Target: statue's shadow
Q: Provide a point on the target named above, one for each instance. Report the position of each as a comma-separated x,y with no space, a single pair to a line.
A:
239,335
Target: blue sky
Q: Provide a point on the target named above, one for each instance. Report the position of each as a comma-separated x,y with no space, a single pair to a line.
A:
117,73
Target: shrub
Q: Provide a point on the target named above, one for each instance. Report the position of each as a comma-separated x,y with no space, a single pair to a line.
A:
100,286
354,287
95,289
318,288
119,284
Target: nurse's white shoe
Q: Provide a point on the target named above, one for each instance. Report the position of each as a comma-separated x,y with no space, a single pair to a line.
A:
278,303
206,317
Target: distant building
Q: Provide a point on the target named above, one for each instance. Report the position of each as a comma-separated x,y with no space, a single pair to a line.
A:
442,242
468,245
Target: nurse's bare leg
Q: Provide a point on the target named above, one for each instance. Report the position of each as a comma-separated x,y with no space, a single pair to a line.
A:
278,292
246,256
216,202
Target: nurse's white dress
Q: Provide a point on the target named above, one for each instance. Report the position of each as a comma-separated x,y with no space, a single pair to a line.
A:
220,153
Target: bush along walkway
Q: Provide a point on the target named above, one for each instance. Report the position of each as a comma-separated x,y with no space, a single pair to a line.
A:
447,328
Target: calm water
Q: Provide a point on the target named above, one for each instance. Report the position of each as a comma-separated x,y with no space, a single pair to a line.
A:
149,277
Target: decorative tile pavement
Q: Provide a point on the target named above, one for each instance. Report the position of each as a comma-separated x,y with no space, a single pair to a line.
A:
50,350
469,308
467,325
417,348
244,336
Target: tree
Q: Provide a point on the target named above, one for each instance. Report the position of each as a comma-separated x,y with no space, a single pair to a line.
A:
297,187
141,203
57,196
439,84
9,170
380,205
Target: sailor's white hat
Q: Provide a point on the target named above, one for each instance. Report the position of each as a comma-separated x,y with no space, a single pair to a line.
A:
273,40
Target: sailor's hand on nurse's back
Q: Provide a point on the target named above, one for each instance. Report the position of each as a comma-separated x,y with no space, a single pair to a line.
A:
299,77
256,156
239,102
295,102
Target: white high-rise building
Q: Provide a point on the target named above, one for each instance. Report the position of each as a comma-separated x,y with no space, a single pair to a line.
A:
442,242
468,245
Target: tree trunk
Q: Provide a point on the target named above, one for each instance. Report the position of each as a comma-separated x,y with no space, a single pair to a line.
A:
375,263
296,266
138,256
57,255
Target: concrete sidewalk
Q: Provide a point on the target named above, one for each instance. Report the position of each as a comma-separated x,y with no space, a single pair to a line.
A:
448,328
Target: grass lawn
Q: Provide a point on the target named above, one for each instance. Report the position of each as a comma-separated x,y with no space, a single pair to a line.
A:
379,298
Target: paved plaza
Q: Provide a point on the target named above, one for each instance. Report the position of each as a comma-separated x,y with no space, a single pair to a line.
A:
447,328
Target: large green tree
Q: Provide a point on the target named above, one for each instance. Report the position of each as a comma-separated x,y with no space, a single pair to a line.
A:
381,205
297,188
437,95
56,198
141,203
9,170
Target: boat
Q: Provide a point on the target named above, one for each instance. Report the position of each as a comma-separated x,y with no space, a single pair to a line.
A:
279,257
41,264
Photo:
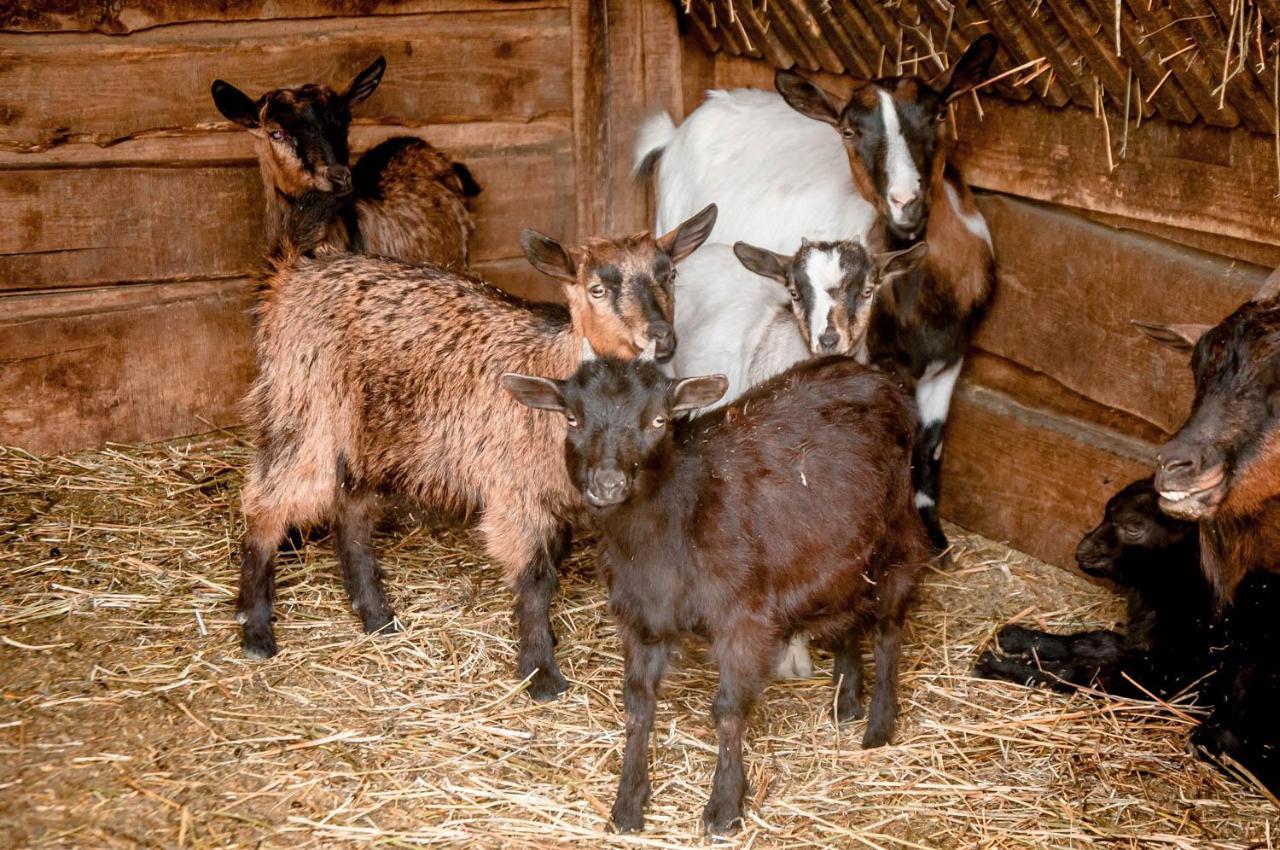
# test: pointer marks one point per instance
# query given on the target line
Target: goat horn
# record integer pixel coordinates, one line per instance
(1270, 287)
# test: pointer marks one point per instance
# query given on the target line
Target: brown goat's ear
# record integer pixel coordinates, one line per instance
(365, 82)
(542, 393)
(762, 261)
(689, 234)
(548, 256)
(896, 263)
(968, 71)
(1176, 337)
(690, 393)
(807, 97)
(234, 104)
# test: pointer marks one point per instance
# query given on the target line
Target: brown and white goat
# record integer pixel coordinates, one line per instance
(407, 199)
(791, 513)
(871, 168)
(376, 375)
(1223, 466)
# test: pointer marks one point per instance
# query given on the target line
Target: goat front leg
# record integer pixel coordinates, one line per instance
(644, 665)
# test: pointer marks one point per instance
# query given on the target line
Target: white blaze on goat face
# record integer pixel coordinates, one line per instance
(901, 176)
(824, 275)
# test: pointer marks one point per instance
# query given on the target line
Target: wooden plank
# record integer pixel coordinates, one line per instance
(1069, 288)
(1194, 177)
(78, 227)
(174, 364)
(119, 18)
(1028, 478)
(443, 68)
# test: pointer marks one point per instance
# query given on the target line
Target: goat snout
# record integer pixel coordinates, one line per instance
(607, 487)
(664, 339)
(339, 178)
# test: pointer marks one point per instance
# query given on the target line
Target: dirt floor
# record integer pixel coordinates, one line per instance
(128, 717)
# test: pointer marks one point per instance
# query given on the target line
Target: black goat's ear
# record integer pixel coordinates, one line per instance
(691, 393)
(807, 97)
(530, 391)
(1176, 337)
(548, 256)
(763, 263)
(689, 234)
(234, 104)
(969, 71)
(365, 82)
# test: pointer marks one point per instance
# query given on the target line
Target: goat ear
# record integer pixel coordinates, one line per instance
(365, 82)
(762, 261)
(690, 393)
(234, 104)
(548, 256)
(808, 97)
(968, 71)
(690, 234)
(904, 261)
(540, 393)
(1176, 337)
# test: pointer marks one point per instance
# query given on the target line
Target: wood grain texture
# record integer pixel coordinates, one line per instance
(1068, 289)
(442, 68)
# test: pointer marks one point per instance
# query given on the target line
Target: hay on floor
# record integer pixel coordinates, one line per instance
(128, 717)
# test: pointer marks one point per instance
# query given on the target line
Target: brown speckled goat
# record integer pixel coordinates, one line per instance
(383, 376)
(407, 200)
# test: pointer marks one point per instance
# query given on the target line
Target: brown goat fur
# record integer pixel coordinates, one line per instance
(380, 376)
(407, 200)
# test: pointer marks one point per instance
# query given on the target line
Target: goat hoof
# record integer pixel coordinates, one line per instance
(547, 685)
(627, 817)
(722, 817)
(259, 645)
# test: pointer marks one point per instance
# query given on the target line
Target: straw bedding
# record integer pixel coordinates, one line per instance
(128, 717)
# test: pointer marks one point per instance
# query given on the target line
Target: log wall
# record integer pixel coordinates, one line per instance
(1063, 402)
(133, 211)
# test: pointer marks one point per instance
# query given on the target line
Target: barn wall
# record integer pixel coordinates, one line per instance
(1061, 401)
(133, 211)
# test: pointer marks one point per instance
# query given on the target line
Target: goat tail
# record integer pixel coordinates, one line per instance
(654, 135)
(305, 229)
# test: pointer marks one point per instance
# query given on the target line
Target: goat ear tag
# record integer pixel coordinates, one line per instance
(530, 391)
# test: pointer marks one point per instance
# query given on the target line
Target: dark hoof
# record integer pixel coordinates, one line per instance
(545, 686)
(722, 817)
(259, 644)
(383, 626)
(627, 817)
(877, 735)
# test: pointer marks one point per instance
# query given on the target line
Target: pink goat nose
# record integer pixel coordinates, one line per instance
(901, 199)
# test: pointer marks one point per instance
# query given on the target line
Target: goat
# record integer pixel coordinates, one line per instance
(791, 513)
(376, 375)
(1166, 640)
(1221, 467)
(1174, 636)
(408, 200)
(877, 173)
(731, 320)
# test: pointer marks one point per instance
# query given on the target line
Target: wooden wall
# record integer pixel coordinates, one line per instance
(1063, 402)
(133, 211)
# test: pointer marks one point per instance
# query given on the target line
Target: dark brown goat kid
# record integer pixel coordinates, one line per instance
(790, 510)
(376, 376)
(1223, 466)
(407, 200)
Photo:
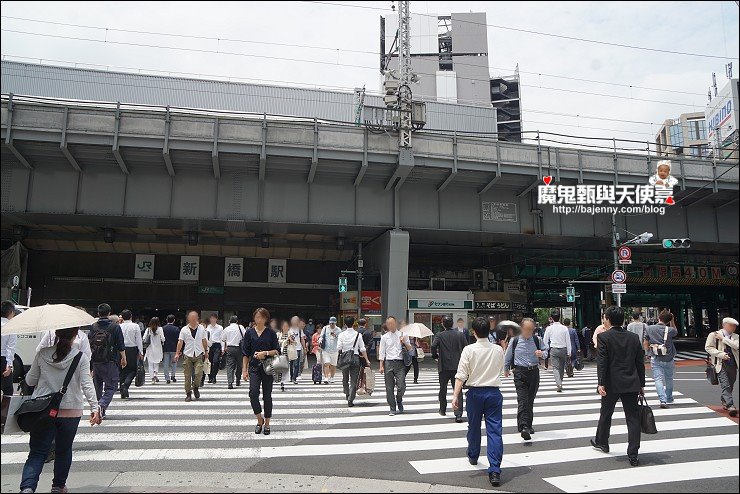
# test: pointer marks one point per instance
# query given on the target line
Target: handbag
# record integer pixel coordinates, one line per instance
(647, 420)
(276, 364)
(348, 358)
(140, 374)
(37, 413)
(710, 371)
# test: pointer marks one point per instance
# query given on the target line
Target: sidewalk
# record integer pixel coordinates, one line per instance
(229, 482)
::::
**Written task:**
Every entry must be transcribed exactly. Pictures do not belong in the copy.

**The completed task:**
Target: statue's shadow
Q: Provide a point on the target named above, one for each instance. Report the position of each as a comma-separated x,y with no space, a single pair to a line.
A:
239,335
Target: blue sky
Q: Provide a point on the target named above, one for each instance. Report the position of each as a comma-separated x,y with no space, a single pair to a line.
A:
117,73
Target: shrub
Q: Provide a point on the target named above, one for each instance. Report the position of each as a comma-separated x,y with no space, a single pair to a line.
A:
100,286
354,287
95,289
318,288
119,284
Target: nurse's white shoe
Q: Provide a point on the target named above, one for each instance. Report the position of each as a comma-separated x,y with no space, a single pair to a line.
A:
278,303
206,317
Target: distant building
Q: Provide a point on the target named above, one for each instance. Report the position of each as a comma-separated x,y with no space, a single pair to a line.
A:
442,242
468,245
Target: nurse's bare leg
Q: Provide a point on the target named above, one for each instance. Report the position of each as a comma-separated x,y with no space, a single pair to a line.
A:
278,292
246,256
216,202
Target: nurse's white dress
Q: Provide a point on the target named above, one for each instance. Report the position of each as a comma-separated x,y with no space, a single pair to a line.
A:
220,153
Target: bush along walkway
Q: Provide a point on the target named above, one for each instance. Report the position of each as a comma-separated x,y with no space, a single pair to a line.
A:
447,328
Target: calm water
Q: Provide a point on the target named above, one for each instance. Report the position of each as a comma-separated x,y with no space, a single pair to a line.
A:
149,277
Target: decorative tile pavement
Q: Provide a point on the target named above, one for each instance. Report the position of each as a comma-separated x,y with no space, a single pair to a line.
A:
50,350
469,308
467,325
417,348
244,336
Target: tree
Q: Provide a point on the target named above, one for each instance. Report the position of each as a comma-separated x,y with no space, a single pair to a line.
A:
297,187
141,203
57,196
439,84
9,170
380,205
Target: sailor's white hat
Q: Provide a point on the target named above, one for each instance. Report the position of each as a comma-separated x,y with no space, a single pair to a line.
A:
273,40
Target: sailor's hand on nurse's back
Q: Provide a point on the target named above, one for each instance. Report the position of each as a comma-separated x,y with no space, a single pair to a line.
A:
299,77
256,156
239,102
295,102
Target: white high-rise building
Q: Provide a point on the target named above, one for each instance. Report the position of each as a comma-separated x,y with no space, a single pair to a line.
A:
442,242
468,245
Target: tree trunk
Q: Provide a point on the target named above, one for each instance. Report the position of each as a comma-separated x,y with no space, a single pair to a line.
A:
375,263
296,266
138,256
57,255
Target: concrete sidewalk
Q: Provide a point on the target named above, one for each instance. Report the position of each as a comma-separated x,y with no space, a single pair to a line.
A:
448,328
Target: grass lawn
Q: Provide a point on the target named above, one for each instance. Report the position of each as a comma-separated x,y with no space, a single pair to a line.
A:
379,298
Target: paved plaza
Q: Provide a point on the target named above, one for each instance. Report the position of each as a comma-separated x,y with no space, a single pair to a line.
A:
447,328
Target: large green tree
Q: Provide a point on the target named above, one for each instance. Report the position of each as a comma-separated x,y with no space, a single pair to a line.
A:
381,205
297,188
437,95
56,198
141,203
9,170
Target: boat
Q: Provide a point on the target named above, one for each instance. Report the position of each as a comma-separated x,y with no space, a single pair to a line.
A:
279,257
41,264
Photo:
# test: pointer marks one point per instance
# query given on the target line
Target: goat horn
# record integer pixel coordinates, one line per instance
(1270, 287)
# test: pointer marks one point per instance
# query given on the target line
Target: brown goat's ear
# record integer pixel coordinates, one line per instance
(365, 82)
(542, 393)
(762, 261)
(689, 234)
(548, 256)
(896, 263)
(968, 71)
(1176, 337)
(690, 393)
(807, 97)
(234, 104)
# test: pointer marks one point per instance
# query given on the target line
Target: brown and white goat
# record integer pixel coordinates, one line per instance
(407, 199)
(791, 513)
(871, 168)
(376, 375)
(1223, 466)
# test: pointer marks one point per instance
# query given on the target line
Target: goat front leg
# record integer pixel coordinates, one line per instance
(644, 665)
# test: pointer marks one point per instance
# query given on the target line
Target: white blaze on goat face
# record integer pixel coordinates, one line per instance
(901, 176)
(824, 275)
# test: pointer marks one point per instance
# query given on the target line
Target: wooden plank
# record integer pixel coordinates, one line per instance
(1069, 288)
(1194, 177)
(78, 227)
(174, 364)
(119, 18)
(1028, 478)
(443, 68)
# test: pointer marks one point per instance
# query given on the target line
Target: goat snout
# record integer pixel coordinates, one line per instance
(607, 487)
(664, 339)
(339, 178)
# test: pointer marks one point per instance
# query given on the target line
Target: dirt floor
# record integer pixel coordinates, one line per instance
(128, 717)
# test: pointer marks one point per instance
# query given on the target line
Target: black goat's ear
# record integer pixel coordinates, one line per instance
(691, 393)
(807, 97)
(530, 391)
(1176, 337)
(548, 256)
(763, 263)
(689, 234)
(234, 104)
(969, 71)
(365, 82)
# test: pointer marks one point per instance
# query given on the target line
Target: goat ear
# record integer pixel coordinates, one line per instance
(365, 82)
(762, 261)
(690, 393)
(234, 104)
(548, 256)
(808, 97)
(968, 71)
(690, 234)
(904, 261)
(540, 393)
(1176, 337)
# test: pointer marks one point per instance
# query given on the target line
Target: wood grain texture
# record integer pixel coordinates, one line per instance
(1068, 289)
(442, 68)
# test: pointer marks one point per instance
# query given on the target line
Target: hay on floor
# record integer pixel coordinates, one line per instance
(128, 717)
# test: pointer marks one point per instance
# query given on the target line
Target: brown speckled goat
# record integer pixel coordinates, one line per instance
(383, 376)
(407, 200)
# test: pointer marks one point per instance
# query given on the target line
Target: brown goat fur
# record integer pixel coordinates, one line per instance
(380, 376)
(407, 200)
# test: pointer marks one point per instance
# query given on the target line
Target: goat hoof
# record integer pixel coordinates, one line per instance
(547, 685)
(627, 817)
(722, 817)
(259, 645)
# test: pointer marks one point per instance
# query given on the target line
Target: straw bedding
# record integer pixel coordinates, one line per instance
(128, 717)
# test: pointer marks one point per instance
# query given on the target line
Target: log wall
# record integer pixel coordinates, one line per instance
(1063, 402)
(133, 211)
# test: pointer marks one point per instance
# query given on the target line
Target: barn wall
# record integer pixel coordinates, one line per instance
(1061, 401)
(133, 211)
# test: pointer marks one point per instance
# query given on the target line
Target: goat tail
# record integer pixel coordinates, one line per instance
(654, 135)
(305, 229)
# test: pointer marks one point per instance
# query given on the target line
Target: goat ear tag
# record integer pixel coordinates, one line per instance
(530, 391)
# test: pointer marks one point per instance
# query given on the target line
Target: dark hoof
# record integer pixel coordinates, one line per instance
(545, 686)
(722, 817)
(259, 644)
(383, 626)
(627, 817)
(877, 735)
# test: pointer marks one point per instance
# query given on the target line
Target: pink goat nose
# record integer pixel coordinates, one line per instance
(901, 199)
# test: pointer marks one point per instance
# query given on the target line
Target: goat
# record integer pixel coordinates, one line per instance
(791, 513)
(376, 375)
(1166, 640)
(1221, 467)
(1174, 636)
(408, 200)
(877, 173)
(731, 320)
# test: pointer marks one point per instance
# query given on the target line
Target: wooden wall
# record integer pixel coordinates, one line per instance
(1063, 402)
(133, 211)
# test: pointer marks one point per instance
# query given on the target line
Target: dark brown goat kid
# record integer pixel coordinates, one line per instance
(790, 510)
(376, 376)
(1223, 466)
(407, 200)
Photo:
# test: pointer marks one point per instance
# query given on the target line
Target: handbag
# record integer pixel coordinates, one line per instance
(647, 420)
(276, 364)
(348, 358)
(140, 374)
(37, 413)
(710, 371)
# test: pointer marks one point per instance
# query given on the target line
Target: sidewalk
# record integer pixel coordinates, one line per instance
(229, 482)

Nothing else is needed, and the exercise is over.